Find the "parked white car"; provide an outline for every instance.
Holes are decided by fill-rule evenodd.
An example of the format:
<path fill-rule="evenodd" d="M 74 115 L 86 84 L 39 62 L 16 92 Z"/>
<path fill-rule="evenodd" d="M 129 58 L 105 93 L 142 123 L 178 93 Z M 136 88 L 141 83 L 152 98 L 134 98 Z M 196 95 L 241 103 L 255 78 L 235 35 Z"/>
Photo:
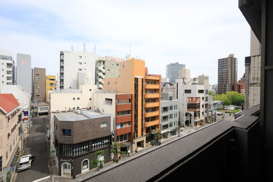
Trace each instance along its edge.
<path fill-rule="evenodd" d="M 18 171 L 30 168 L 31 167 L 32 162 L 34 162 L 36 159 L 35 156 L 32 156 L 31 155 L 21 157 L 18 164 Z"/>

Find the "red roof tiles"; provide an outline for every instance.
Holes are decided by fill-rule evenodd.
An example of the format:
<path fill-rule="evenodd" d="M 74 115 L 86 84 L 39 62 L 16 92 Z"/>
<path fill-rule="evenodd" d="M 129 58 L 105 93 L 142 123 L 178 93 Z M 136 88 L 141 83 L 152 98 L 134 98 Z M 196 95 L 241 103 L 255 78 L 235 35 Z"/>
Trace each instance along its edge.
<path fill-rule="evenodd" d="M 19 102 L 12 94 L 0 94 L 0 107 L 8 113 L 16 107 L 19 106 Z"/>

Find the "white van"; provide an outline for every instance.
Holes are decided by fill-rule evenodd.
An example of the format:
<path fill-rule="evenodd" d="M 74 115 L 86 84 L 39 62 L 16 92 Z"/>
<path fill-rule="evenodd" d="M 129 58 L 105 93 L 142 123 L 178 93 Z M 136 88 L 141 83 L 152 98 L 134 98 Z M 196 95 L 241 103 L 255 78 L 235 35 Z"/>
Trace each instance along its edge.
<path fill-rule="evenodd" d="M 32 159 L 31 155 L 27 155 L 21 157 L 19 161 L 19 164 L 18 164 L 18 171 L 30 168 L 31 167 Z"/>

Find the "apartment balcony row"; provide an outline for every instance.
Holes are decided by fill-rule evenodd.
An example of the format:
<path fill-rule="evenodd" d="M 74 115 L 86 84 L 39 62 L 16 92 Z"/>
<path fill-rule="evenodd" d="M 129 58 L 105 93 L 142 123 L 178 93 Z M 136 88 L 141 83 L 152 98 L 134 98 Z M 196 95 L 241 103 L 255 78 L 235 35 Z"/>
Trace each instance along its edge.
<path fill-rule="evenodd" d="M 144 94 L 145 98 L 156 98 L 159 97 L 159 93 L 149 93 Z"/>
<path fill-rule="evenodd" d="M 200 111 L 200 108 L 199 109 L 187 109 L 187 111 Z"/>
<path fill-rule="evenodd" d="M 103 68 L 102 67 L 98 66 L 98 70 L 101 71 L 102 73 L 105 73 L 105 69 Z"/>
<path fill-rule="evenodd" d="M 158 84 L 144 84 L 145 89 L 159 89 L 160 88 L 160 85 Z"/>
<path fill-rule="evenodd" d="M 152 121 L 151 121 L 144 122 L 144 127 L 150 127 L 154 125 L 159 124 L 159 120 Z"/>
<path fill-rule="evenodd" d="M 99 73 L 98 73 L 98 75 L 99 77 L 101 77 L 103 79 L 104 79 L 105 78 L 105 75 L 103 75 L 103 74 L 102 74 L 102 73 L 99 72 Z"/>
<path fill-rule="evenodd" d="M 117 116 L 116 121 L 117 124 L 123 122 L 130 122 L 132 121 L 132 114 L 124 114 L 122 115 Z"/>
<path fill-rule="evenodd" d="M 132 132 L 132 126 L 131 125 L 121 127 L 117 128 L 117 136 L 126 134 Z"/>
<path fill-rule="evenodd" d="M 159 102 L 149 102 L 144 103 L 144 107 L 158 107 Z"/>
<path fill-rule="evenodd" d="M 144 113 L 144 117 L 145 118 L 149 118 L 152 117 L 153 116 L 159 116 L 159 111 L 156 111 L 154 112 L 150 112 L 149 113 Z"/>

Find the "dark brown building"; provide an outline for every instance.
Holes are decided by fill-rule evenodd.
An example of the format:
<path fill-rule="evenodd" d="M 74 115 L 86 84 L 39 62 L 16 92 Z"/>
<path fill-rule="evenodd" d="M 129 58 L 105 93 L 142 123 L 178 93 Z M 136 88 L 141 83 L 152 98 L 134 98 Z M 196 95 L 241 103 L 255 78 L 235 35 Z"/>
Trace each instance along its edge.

=======

■ **Work to be completed**: Please give the data above again with every "instance" switched to "object" and nothing else changed. Leave the pictures out.

■ **Answer**:
Find the "parked white car"; provide an outline for every object.
Holes are decided by fill-rule evenodd.
An example of the format:
<path fill-rule="evenodd" d="M 74 115 L 86 84 L 39 62 L 16 92 Z"/>
<path fill-rule="evenodd" d="M 129 58 L 105 93 L 142 123 L 178 93 Z M 136 88 L 141 83 L 152 98 L 134 98 Z M 196 95 L 241 103 L 255 78 L 235 35 Z"/>
Photo:
Trace each object along its edge.
<path fill-rule="evenodd" d="M 18 171 L 30 168 L 31 167 L 32 162 L 34 162 L 36 159 L 35 156 L 32 156 L 31 155 L 21 157 L 18 164 Z"/>

Find the "red roof tiles"; provide an outline for every object.
Holes are decided by fill-rule evenodd.
An example of the format:
<path fill-rule="evenodd" d="M 74 115 L 86 84 L 39 62 L 16 92 Z"/>
<path fill-rule="evenodd" d="M 129 58 L 105 93 L 142 123 L 178 93 Z M 136 88 L 141 83 L 152 98 L 134 98 Z M 196 95 L 241 103 L 255 78 L 235 35 Z"/>
Trace each object along its edge.
<path fill-rule="evenodd" d="M 19 102 L 12 94 L 0 94 L 0 107 L 8 113 L 16 107 L 19 106 Z"/>

Find the "white van"; provide an outline for every object.
Holes are decided by fill-rule evenodd.
An example of the format:
<path fill-rule="evenodd" d="M 74 115 L 86 84 L 39 62 L 16 92 Z"/>
<path fill-rule="evenodd" d="M 129 58 L 105 93 L 142 123 L 178 93 Z M 136 88 L 141 83 L 152 98 L 134 98 Z M 196 95 L 241 103 L 255 78 L 235 35 Z"/>
Trace each object along its edge.
<path fill-rule="evenodd" d="M 32 159 L 31 155 L 27 155 L 21 157 L 19 161 L 19 164 L 18 164 L 18 171 L 30 168 L 31 167 Z"/>

Find the "apartment balcony row"; provide an outline for every object.
Holes are decided by fill-rule evenodd.
An example of the format:
<path fill-rule="evenodd" d="M 74 115 L 86 84 L 39 62 L 16 92 Z"/>
<path fill-rule="evenodd" d="M 129 58 L 105 93 L 142 123 L 178 93 Z M 136 88 L 141 83 L 152 98 L 134 98 Z M 196 95 L 241 103 L 255 78 L 235 35 Z"/>
Trace each object along its edge.
<path fill-rule="evenodd" d="M 144 94 L 145 98 L 156 98 L 159 97 L 159 93 L 149 93 Z"/>
<path fill-rule="evenodd" d="M 200 111 L 200 108 L 199 109 L 187 109 L 187 111 Z"/>
<path fill-rule="evenodd" d="M 103 68 L 102 67 L 98 66 L 98 70 L 101 71 L 102 73 L 105 73 L 105 69 Z"/>
<path fill-rule="evenodd" d="M 158 84 L 144 84 L 145 89 L 159 89 L 160 88 L 160 85 Z"/>
<path fill-rule="evenodd" d="M 152 121 L 151 121 L 144 122 L 144 127 L 150 127 L 154 125 L 159 124 L 159 120 Z"/>
<path fill-rule="evenodd" d="M 99 73 L 98 73 L 98 75 L 99 77 L 101 77 L 103 79 L 104 79 L 105 78 L 105 75 L 103 75 L 103 74 L 102 74 L 102 73 L 99 72 Z"/>
<path fill-rule="evenodd" d="M 117 116 L 116 121 L 117 124 L 123 122 L 130 122 L 132 121 L 132 114 L 124 114 L 122 115 Z"/>
<path fill-rule="evenodd" d="M 132 132 L 132 126 L 131 125 L 121 127 L 117 128 L 117 136 L 126 134 Z"/>
<path fill-rule="evenodd" d="M 159 102 L 149 102 L 144 103 L 144 107 L 158 107 Z"/>
<path fill-rule="evenodd" d="M 144 113 L 144 117 L 145 118 L 149 118 L 152 117 L 153 116 L 159 116 L 159 111 L 156 111 L 154 112 L 150 112 L 149 113 Z"/>

Find the "dark brown building"; provide an outline for every object.
Holes are decided by fill-rule evenodd.
An example of the format:
<path fill-rule="evenodd" d="M 74 115 L 86 84 L 39 62 L 16 92 Z"/>
<path fill-rule="evenodd" d="M 129 58 L 105 93 L 142 123 L 178 93 Z M 136 88 L 141 83 L 152 98 L 134 98 Z M 196 95 L 241 103 L 255 78 L 235 35 Z"/>
Trace each object along its edge.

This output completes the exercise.